* Extrait à lire

- - - - -

Robert Newton a toujours été un rebelle et un anti-conformiste. Quand des gens lui rendent visite dans sa loge, il ne se gêne pas pour uriner dans le lavabo, indifférent aux regards ahuris ou choqués de ses admirateurs. Un matin, il fouette sauvagement sa Rolls qui ne veut pas démarrer. Il souffre d'une dépression chronique qu'il soigne avec l'alcool. Hanté par la peur d'être ennuyeux, il a tendance à en faire trop, que ce soit à la ville, au cinéma ou sur une scène. Il aime être le centre de l'attention et raconte des histoires extraordinaires —et souvent apocryphes— sur son passé pour amuser la galerie. Son ami, David Niven, racontera que des imbéciles noyaient Newton dans l'alcool dans le seul but de se distraire à ses dépens; ces beuveries, qui duraient parfois pendant des semaines, avaient des conséquences souvent désastreuses pour l'acteur. À Hollywood, il passe une nuit en prison. En Angleterre, il s'endort sur une plage avec la braguette ouverte…Rires d'enfants et piaillements de mamans scandalisées.

- - - - -

* Consignes et exercices
A) Dans l'extrait sur Robert Newton, relevez les trois cadres où l'acteur a tendance à en faire trop.
B) Rédigez la suite de l'extrait sur Robert Newton à partir de sa dernière phrase.

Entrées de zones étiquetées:
- - - - -

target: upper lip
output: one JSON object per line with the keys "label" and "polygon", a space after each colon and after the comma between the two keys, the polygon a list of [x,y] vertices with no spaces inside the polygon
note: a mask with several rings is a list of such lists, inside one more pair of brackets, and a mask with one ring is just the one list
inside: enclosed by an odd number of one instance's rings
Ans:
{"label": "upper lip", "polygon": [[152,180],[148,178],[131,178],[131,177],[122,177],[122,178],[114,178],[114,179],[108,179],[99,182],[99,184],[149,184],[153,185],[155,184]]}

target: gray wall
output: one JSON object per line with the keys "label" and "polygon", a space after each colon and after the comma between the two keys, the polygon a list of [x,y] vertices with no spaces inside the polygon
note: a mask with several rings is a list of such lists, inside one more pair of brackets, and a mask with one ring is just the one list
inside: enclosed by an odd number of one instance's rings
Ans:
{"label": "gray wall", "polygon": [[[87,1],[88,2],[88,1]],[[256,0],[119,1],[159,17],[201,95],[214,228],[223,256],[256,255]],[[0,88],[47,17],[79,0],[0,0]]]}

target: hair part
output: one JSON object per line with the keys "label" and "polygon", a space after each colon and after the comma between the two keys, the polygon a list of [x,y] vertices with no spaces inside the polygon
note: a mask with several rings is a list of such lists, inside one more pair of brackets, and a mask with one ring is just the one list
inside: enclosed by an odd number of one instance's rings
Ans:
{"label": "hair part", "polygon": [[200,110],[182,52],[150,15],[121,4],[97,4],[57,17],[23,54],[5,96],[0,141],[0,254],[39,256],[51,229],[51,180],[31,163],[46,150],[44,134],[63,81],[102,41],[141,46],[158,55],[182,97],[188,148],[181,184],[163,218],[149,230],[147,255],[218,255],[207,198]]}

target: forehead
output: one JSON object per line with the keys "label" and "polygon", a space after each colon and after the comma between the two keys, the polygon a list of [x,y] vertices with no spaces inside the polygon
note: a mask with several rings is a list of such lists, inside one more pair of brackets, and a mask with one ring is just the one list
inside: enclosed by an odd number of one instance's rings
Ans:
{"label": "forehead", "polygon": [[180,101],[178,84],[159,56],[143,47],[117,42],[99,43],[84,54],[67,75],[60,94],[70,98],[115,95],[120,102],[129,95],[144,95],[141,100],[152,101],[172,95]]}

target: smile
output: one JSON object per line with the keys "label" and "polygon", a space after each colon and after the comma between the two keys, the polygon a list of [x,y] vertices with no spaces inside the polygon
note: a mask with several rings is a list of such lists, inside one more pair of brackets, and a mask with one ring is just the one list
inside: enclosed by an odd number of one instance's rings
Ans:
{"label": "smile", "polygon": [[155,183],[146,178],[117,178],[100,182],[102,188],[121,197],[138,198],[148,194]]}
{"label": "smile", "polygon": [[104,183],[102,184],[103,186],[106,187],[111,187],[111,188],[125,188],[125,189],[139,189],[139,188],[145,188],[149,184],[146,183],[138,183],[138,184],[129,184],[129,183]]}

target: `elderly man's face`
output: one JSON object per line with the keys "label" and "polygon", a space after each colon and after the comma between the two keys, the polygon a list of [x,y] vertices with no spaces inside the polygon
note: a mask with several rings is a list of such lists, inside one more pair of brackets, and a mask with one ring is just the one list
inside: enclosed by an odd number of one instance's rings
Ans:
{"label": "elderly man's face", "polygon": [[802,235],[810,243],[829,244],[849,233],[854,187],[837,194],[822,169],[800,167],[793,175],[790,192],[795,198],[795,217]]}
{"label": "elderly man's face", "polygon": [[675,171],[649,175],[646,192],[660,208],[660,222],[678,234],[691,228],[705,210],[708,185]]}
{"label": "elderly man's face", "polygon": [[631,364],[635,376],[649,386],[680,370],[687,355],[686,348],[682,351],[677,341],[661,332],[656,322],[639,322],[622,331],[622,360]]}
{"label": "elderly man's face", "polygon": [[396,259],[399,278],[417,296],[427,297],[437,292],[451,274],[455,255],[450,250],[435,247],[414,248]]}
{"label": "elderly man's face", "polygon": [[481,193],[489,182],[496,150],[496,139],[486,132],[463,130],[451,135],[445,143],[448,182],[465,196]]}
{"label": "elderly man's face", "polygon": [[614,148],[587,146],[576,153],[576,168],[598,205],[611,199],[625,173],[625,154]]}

- - - - -

* Réponses attendues
A) À la ville, au cinéma, sur une scène.

B)
Malgré ses problèmes personnels, la carrière de Newton est de plus en plus brillante. Au théâtre, il connaît un très grand succès dans Pas d'orchidées pour miss Blandish en 1947. La même année, un sondage auprès du public britannique déclare qu'il est le troisième acteur le plus populaire du pays. Pourtant, il joue très peu de premiers rôles au cinéma. Son Ancient Pistol dans Henry V (1944) est digne de la commedia dell'arte: le cabotinage haut en couleurs de Newton fait merveille et on regrette qu'il n'ait pas joué dans d'autres pièces de Shakespeare au cinéma.

En 1948, il devient Bill Sikes dans l'adaption d'Oliver Twist réalisée par David Lean. Dans le rôle de cette brute alcoolique et sans cœur, Newton est tout à fait crédible. Après le meurtre de Nancy, sa concubine, Sikes passe la nuit auprès de son cadavre. Pour la première fois de sa vie, l'homme se sent faible et désemparé. Au matin, il part avec son chien sur la grand route… Sans presque aucun dialogue pendant ses scènes, Newton donne vie à son personnage et à ses émotions confuses avec un langage corporel éloquent et naturel. Du grand art.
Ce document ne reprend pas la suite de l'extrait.